[start Stored rows]
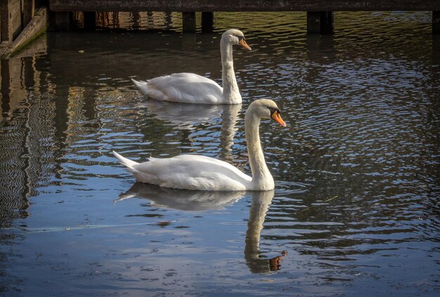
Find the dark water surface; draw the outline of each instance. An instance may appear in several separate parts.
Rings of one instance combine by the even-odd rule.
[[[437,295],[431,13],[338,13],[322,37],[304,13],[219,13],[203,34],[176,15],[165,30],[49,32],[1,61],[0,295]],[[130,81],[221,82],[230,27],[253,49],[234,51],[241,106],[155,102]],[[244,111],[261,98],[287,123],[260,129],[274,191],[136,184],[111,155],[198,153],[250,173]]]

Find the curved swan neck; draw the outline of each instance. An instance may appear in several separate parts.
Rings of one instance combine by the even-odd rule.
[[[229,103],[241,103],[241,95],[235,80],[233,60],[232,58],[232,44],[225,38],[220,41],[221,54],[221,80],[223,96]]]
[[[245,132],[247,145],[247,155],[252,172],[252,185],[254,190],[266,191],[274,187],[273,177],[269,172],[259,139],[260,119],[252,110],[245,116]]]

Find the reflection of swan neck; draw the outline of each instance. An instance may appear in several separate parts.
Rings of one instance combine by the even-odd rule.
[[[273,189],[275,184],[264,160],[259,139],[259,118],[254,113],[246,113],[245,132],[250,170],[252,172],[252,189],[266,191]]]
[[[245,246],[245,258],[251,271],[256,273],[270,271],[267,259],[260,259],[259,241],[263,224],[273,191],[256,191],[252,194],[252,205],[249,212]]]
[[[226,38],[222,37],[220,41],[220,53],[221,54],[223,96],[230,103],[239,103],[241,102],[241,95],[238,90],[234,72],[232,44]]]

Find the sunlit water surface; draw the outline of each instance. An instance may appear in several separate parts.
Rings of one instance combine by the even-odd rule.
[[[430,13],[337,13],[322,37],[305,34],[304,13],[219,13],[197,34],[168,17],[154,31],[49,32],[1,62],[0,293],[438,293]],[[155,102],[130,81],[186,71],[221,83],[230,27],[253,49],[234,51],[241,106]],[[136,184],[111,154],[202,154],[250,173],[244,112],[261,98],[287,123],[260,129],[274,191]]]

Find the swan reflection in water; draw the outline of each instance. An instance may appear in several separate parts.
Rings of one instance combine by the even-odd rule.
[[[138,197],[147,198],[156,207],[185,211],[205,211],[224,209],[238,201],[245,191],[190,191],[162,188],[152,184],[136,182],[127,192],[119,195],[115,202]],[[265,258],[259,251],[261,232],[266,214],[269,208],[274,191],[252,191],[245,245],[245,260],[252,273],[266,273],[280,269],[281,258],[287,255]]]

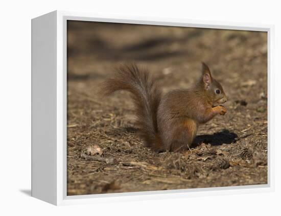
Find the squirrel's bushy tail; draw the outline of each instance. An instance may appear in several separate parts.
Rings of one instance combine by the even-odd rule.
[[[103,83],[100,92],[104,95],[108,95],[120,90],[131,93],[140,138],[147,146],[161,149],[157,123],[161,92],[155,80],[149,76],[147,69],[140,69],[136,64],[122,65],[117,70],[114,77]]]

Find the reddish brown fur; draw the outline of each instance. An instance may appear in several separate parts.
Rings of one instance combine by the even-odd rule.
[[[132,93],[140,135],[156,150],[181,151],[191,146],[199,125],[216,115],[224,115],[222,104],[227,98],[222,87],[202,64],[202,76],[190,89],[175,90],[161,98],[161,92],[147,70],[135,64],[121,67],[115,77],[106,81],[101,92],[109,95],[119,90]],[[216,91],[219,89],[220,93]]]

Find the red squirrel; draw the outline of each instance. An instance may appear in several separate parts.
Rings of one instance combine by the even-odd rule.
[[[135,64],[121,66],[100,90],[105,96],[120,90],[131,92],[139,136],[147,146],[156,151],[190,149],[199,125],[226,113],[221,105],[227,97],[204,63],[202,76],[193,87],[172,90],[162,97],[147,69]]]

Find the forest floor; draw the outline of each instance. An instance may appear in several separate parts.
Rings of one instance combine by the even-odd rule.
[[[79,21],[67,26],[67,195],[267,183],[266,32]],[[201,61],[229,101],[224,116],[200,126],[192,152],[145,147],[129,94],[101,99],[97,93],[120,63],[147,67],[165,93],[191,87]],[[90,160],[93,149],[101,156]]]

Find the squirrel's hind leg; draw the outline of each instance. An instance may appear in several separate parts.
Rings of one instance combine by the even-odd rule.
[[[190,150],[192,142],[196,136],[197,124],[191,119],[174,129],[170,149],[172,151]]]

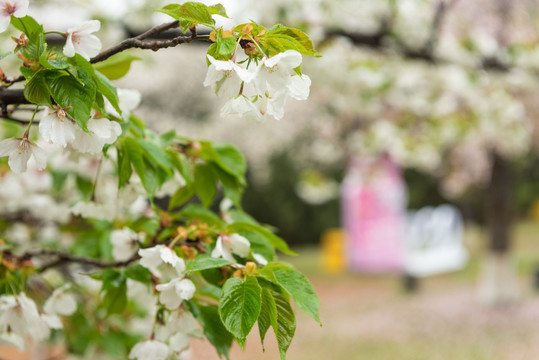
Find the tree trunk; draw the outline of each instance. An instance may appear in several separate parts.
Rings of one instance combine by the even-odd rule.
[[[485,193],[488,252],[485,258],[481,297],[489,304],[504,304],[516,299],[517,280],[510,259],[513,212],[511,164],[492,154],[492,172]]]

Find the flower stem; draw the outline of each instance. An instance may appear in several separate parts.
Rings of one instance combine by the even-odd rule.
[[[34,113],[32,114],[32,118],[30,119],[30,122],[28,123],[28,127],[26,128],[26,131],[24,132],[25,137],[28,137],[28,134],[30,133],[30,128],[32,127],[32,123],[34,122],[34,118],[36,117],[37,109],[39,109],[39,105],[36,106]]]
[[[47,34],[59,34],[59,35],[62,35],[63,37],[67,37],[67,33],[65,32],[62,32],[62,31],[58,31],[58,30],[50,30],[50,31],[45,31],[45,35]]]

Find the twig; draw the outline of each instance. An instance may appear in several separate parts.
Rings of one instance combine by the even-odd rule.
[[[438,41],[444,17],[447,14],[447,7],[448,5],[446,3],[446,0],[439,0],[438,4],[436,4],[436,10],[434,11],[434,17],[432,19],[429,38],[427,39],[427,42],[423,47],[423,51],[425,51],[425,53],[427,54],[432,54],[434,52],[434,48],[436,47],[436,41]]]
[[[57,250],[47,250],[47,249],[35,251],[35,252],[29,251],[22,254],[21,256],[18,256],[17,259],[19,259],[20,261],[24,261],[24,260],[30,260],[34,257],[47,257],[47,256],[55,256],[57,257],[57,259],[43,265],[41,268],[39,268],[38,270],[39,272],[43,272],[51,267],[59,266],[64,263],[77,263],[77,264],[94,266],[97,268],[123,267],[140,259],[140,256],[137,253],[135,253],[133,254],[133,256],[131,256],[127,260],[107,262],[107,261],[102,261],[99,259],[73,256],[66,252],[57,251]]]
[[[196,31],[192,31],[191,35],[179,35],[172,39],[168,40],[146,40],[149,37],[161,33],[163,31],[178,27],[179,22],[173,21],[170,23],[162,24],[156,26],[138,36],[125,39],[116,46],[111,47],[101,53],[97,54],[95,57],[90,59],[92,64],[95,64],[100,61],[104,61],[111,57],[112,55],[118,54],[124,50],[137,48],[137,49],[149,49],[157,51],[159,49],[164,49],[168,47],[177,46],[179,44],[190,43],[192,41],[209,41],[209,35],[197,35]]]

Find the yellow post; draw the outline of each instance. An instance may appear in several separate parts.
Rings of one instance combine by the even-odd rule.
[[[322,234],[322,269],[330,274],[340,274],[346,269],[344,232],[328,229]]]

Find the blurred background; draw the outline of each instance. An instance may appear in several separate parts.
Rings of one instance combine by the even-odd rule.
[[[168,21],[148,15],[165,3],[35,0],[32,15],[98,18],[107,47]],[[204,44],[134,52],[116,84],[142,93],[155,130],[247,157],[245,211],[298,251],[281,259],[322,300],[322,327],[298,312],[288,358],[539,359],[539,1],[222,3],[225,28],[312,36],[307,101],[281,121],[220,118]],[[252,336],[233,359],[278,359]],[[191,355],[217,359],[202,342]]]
[end Stored rows]
[start Stored rows]
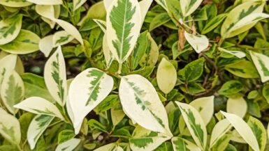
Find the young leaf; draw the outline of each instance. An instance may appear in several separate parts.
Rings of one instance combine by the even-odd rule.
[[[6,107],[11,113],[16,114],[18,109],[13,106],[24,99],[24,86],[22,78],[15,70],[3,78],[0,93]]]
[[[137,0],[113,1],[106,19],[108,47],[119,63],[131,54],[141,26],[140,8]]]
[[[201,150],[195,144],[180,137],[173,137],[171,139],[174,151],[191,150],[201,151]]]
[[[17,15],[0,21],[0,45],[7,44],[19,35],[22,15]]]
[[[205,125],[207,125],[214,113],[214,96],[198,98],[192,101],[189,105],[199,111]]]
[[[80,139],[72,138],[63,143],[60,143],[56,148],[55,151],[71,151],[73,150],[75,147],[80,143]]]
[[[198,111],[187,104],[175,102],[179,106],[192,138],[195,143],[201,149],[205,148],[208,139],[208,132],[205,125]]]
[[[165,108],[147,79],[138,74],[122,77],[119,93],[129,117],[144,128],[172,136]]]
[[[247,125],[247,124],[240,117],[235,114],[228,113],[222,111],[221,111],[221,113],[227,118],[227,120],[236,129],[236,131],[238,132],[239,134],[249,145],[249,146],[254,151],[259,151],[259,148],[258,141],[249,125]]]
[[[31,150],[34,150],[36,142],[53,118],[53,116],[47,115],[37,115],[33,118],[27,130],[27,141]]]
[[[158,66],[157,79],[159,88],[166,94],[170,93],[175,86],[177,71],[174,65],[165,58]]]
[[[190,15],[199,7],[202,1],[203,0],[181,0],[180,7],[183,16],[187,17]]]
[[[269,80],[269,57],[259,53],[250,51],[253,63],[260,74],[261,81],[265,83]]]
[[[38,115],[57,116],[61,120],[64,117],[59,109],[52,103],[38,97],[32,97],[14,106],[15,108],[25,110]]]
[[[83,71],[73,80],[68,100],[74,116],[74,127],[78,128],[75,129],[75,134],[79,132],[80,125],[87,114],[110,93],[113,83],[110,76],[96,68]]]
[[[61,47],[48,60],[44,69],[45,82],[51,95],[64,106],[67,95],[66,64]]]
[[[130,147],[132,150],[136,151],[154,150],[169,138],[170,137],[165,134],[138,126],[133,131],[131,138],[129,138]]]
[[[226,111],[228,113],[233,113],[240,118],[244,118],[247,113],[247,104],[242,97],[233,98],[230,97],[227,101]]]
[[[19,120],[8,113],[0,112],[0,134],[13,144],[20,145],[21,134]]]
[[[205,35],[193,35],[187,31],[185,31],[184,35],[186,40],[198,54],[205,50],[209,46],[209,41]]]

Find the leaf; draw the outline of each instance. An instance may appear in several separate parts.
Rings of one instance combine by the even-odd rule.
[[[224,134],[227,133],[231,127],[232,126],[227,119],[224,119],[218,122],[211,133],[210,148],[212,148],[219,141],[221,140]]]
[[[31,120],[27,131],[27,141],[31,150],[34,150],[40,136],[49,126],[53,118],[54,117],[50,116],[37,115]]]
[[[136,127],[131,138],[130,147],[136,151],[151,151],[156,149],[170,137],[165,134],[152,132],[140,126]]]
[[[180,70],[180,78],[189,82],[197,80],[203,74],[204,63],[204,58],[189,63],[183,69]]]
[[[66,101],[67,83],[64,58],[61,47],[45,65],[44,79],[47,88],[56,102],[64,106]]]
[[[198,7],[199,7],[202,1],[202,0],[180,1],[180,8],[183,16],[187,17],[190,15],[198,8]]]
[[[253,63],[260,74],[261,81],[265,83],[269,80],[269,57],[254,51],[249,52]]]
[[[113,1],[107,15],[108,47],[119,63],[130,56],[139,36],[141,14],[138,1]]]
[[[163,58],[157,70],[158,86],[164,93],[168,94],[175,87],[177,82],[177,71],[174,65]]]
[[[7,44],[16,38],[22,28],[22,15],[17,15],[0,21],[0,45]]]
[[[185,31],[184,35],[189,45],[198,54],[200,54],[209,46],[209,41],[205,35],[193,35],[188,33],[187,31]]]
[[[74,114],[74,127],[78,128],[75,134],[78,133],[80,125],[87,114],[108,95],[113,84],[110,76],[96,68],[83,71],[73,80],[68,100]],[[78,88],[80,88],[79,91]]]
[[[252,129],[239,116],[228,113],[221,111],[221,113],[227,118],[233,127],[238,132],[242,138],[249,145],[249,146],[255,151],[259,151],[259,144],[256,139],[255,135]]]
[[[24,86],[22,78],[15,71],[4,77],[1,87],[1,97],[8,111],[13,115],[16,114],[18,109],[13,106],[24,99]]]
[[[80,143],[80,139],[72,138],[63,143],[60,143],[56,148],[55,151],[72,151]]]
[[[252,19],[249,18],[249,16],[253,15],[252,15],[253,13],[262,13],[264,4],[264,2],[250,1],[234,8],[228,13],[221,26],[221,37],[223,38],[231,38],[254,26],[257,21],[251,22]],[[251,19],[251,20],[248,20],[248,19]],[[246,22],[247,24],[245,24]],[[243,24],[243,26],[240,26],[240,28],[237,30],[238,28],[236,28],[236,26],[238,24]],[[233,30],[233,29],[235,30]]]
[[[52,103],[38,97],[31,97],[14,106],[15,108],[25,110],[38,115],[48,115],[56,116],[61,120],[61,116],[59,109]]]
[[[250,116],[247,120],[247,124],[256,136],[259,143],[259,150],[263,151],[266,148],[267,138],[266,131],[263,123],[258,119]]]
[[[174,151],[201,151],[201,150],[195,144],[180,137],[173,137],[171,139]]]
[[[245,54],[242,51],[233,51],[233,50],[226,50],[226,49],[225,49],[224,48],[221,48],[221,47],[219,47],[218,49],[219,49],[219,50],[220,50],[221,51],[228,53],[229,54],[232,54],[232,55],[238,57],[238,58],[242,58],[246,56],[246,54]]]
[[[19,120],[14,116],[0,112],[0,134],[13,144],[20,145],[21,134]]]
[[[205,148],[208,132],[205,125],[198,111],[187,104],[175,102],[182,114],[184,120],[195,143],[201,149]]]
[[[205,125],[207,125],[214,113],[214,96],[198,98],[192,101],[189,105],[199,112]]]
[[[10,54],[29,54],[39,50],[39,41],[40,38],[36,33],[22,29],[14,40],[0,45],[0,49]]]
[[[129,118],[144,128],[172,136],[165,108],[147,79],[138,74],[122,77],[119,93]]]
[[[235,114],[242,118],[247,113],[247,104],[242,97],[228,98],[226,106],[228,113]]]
[end Stored rows]
[start Stored rows]
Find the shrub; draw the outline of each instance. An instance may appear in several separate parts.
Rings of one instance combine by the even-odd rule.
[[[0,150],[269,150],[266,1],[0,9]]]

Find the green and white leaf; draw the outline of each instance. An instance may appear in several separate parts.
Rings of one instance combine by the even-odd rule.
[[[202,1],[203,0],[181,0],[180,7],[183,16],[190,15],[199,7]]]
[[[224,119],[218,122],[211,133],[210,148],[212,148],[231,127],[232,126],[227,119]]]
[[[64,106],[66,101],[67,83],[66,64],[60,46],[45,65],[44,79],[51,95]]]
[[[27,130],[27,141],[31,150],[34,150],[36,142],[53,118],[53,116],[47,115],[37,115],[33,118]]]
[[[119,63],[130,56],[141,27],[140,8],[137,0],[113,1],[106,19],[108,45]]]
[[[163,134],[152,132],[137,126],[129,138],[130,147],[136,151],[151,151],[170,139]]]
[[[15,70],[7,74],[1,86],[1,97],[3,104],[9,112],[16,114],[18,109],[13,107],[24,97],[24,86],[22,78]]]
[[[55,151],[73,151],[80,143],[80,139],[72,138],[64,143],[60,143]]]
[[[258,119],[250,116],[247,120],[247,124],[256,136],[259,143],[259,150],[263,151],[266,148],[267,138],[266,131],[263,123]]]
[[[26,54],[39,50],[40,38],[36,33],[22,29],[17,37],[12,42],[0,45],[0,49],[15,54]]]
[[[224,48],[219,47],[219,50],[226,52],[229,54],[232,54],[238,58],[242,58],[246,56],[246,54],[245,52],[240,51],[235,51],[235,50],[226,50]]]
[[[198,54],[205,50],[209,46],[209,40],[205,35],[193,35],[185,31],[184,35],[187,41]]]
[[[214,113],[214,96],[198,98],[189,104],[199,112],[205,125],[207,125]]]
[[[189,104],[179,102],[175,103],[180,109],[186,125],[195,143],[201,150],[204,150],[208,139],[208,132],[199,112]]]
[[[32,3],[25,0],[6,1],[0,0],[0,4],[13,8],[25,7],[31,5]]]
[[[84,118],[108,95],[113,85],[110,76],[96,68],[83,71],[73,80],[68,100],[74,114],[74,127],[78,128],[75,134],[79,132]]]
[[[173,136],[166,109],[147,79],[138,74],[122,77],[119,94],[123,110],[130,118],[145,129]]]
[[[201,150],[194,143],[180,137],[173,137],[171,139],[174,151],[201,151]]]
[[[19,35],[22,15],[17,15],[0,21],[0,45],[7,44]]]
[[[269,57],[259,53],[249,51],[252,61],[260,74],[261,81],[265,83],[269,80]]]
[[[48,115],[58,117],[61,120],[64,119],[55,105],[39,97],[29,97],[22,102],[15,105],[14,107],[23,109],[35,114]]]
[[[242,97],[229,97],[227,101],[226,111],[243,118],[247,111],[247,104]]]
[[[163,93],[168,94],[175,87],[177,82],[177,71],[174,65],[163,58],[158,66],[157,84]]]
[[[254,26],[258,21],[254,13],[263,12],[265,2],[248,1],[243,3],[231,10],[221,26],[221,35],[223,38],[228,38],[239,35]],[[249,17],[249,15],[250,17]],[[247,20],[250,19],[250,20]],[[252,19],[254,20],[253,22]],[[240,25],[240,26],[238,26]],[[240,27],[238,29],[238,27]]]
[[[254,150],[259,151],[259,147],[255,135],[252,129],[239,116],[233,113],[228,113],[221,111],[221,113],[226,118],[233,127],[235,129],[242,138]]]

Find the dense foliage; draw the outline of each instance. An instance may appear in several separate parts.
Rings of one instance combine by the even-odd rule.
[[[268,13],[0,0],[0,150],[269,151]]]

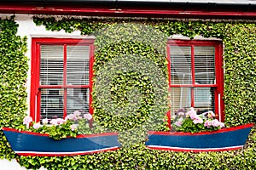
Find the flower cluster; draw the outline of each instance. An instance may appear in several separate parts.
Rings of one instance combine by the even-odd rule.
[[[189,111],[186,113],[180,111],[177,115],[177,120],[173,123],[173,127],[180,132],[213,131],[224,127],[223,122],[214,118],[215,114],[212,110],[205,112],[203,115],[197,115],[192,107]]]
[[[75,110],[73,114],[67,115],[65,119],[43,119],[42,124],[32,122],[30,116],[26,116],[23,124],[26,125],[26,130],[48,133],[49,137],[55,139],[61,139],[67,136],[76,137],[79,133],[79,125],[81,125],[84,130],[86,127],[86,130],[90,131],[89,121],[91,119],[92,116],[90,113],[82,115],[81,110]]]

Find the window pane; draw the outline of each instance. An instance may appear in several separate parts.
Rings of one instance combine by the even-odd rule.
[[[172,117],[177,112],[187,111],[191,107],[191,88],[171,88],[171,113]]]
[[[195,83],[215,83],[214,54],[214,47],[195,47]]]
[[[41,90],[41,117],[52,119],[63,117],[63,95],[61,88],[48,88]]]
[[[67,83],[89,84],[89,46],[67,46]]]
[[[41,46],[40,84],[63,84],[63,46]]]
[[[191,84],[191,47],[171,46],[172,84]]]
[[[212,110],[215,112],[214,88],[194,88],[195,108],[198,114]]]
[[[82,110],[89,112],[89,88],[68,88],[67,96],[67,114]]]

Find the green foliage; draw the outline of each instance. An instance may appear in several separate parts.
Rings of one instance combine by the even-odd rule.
[end Stored rows]
=== Exercise ===
Give the lines from the one containing "Find the dense" through the one containing "[[[82,110],[89,112],[89,88],[68,88],[67,96],[67,114]]]" as a JSON list of strings, one string per line. Leave out blank lines and the pictures.

=== Completed exercise ===
[
  "Find the dense foliage; draw the outline of each instance. An instance may appear in several separate parts.",
  "Rings of one instance combine by the even-odd rule.",
  "[[[268,13],[0,0],[0,150],[269,151]]]",
  "Find the flower cluster; draw the outline of each instance. An instance may appear in several separate parts.",
  "Rings of one instance combine by the even-odd rule.",
  "[[[189,111],[186,113],[180,111],[177,115],[177,120],[173,123],[173,127],[180,132],[213,131],[224,127],[223,122],[214,118],[215,114],[212,110],[205,112],[203,115],[197,115],[192,107]]]",
  "[[[75,110],[73,114],[67,115],[65,119],[43,119],[42,124],[32,122],[30,116],[26,116],[23,124],[26,125],[26,130],[48,133],[49,137],[55,139],[61,139],[67,136],[76,137],[79,133],[79,125],[81,125],[84,130],[86,127],[86,130],[90,131],[89,121],[91,119],[92,116],[90,113],[82,115],[81,110]]]",
  "Find the window pane; draw the outline of each instance. An instance may appear in several separate parts.",
  "Rings of one instance combine by the even-odd rule.",
  "[[[172,117],[177,112],[187,111],[191,107],[191,88],[171,88],[171,113]]]",
  "[[[195,83],[215,83],[214,54],[214,47],[195,47]]]",
  "[[[41,90],[41,117],[52,119],[63,117],[63,95],[61,88],[48,88]]]",
  "[[[67,83],[89,84],[89,46],[67,46]]]",
  "[[[41,46],[40,84],[63,84],[63,46]]]",
  "[[[191,84],[191,47],[171,46],[172,84]]]",
  "[[[212,110],[215,112],[214,88],[194,88],[195,108],[198,114]]]",
  "[[[82,110],[89,112],[89,88],[68,88],[67,96],[67,114]]]"
]